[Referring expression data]
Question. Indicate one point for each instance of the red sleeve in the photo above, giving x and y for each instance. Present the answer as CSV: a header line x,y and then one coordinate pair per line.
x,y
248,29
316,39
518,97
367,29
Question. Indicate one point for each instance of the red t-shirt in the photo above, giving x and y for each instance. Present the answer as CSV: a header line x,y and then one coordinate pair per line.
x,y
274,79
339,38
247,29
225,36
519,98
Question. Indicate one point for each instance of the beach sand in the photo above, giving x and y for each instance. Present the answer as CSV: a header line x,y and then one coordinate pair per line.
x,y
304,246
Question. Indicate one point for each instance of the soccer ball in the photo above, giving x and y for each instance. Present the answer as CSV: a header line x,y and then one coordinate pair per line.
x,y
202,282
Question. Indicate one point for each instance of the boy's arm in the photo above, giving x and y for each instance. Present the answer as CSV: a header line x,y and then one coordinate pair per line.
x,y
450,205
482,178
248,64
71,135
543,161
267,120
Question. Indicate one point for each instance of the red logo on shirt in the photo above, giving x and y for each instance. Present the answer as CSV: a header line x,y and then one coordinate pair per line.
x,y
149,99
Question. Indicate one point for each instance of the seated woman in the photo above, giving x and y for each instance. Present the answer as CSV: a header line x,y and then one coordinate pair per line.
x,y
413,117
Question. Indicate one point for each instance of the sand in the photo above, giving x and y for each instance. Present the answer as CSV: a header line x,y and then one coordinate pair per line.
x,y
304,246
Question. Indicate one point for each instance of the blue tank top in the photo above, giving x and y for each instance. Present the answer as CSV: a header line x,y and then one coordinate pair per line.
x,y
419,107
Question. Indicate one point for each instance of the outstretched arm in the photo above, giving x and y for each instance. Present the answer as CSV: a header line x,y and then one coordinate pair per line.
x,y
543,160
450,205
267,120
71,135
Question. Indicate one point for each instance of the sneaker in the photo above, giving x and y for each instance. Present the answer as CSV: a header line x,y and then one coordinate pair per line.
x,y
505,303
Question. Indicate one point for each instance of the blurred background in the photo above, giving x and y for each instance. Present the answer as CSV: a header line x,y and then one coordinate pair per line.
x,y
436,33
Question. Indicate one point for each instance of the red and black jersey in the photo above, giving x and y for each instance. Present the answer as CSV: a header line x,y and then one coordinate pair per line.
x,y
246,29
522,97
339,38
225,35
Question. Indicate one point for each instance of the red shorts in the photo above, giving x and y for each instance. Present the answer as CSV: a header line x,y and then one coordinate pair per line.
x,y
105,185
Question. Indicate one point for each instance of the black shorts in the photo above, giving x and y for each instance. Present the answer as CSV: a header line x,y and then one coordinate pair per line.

Exercise requirements
Your task is to reproduce all the data exactly as shown.

Solution to the exercise
Question. Indicate one point for each instance of the red sleeve in the photo above, giving x and y for each instance. Present the answer as CSV: a header line x,y and then one coordinate pair per line.
x,y
248,29
316,39
518,97
367,29
Question. Indicate one point for each instance of the red t-shirt in the photo above, giving x and y for each instance. Present the answer as CSV: a header line x,y and then one coordinate pair per line.
x,y
274,79
339,38
247,29
225,36
519,98
Question. Indicate one point for each instance of the beach sand in the photo above, giving x and y for each instance. Present the answer as CSV: a header line x,y and then one coordinate pair per line.
x,y
304,246
Question. Indicate one point for each instance of the soccer ball in the photo above, giving x and y for each instance. Present the answer as CSV: a header line x,y and then one coordinate pair per line.
x,y
202,282
Question. Indicate one point for each instance of the boy's arm in the photo above, giving x and y for each instance. Present the answer as CSV: a header line x,y and then one coordinate pair per line.
x,y
450,205
482,178
248,64
71,135
543,161
267,120
Question. Indicate one point for each instance of the red logo on shirt in the photo above, giving x and y for each instance. Present the answer as CSV: a header line x,y and then one coordinate pair per line.
x,y
149,99
Question. Indicate one point for each instance of the seated woman in the photo above, giving x and y for each instance. Present the answer as CSV: a header line x,y and then one coordinate pair per line.
x,y
413,117
Question. Indicate one point for each instance of the sand in the photo above, giving x and y for each instance. Present the answer as CSV: a header line x,y and then one coordinate pair per line.
x,y
304,246
Question. Indicate one point for each instance of the blue tank top in the photo above, giving x and y for each instance. Present the answer as CSV: a header line x,y and then one coordinate pair per line.
x,y
419,107
Question. Indicate one point for each instance of the outstretched arm in the photo above, giving x and y for each instance. Present the answer as CSV: a header line x,y and then one coordinate pair per line.
x,y
543,160
450,205
267,120
71,135
Question. Indicate one point for each instance of the sneaker in the photo above, giving x and y for each instance. Present the answer as CSV: a header line x,y and then one coordinate pair per line.
x,y
505,303
Question. Indicate one point for each instance of the blurred background in the photo above, giving x and y for each instance. Present the answer as CSV: a header line x,y and then one coordinate pair per line.
x,y
436,33
Question. Indicate one point for each instance of the red and black jersey in the photo above, giving x and y for each instance. Present the answer as CSV: a header line x,y and then one coordinate pair per line.
x,y
246,29
522,97
339,38
225,35
Question. Indicate one point for each instance of the red shorts in the photo above, giving x and y for each instance. Present the answer as CSV: a header line x,y and then one coordinate pair per line.
x,y
105,185
Question. Indicate one point for each instance of the black shorts in the photo above, giving x and y for each instance. Present the answer as CSV: a header line x,y and then one coordinate pair per line.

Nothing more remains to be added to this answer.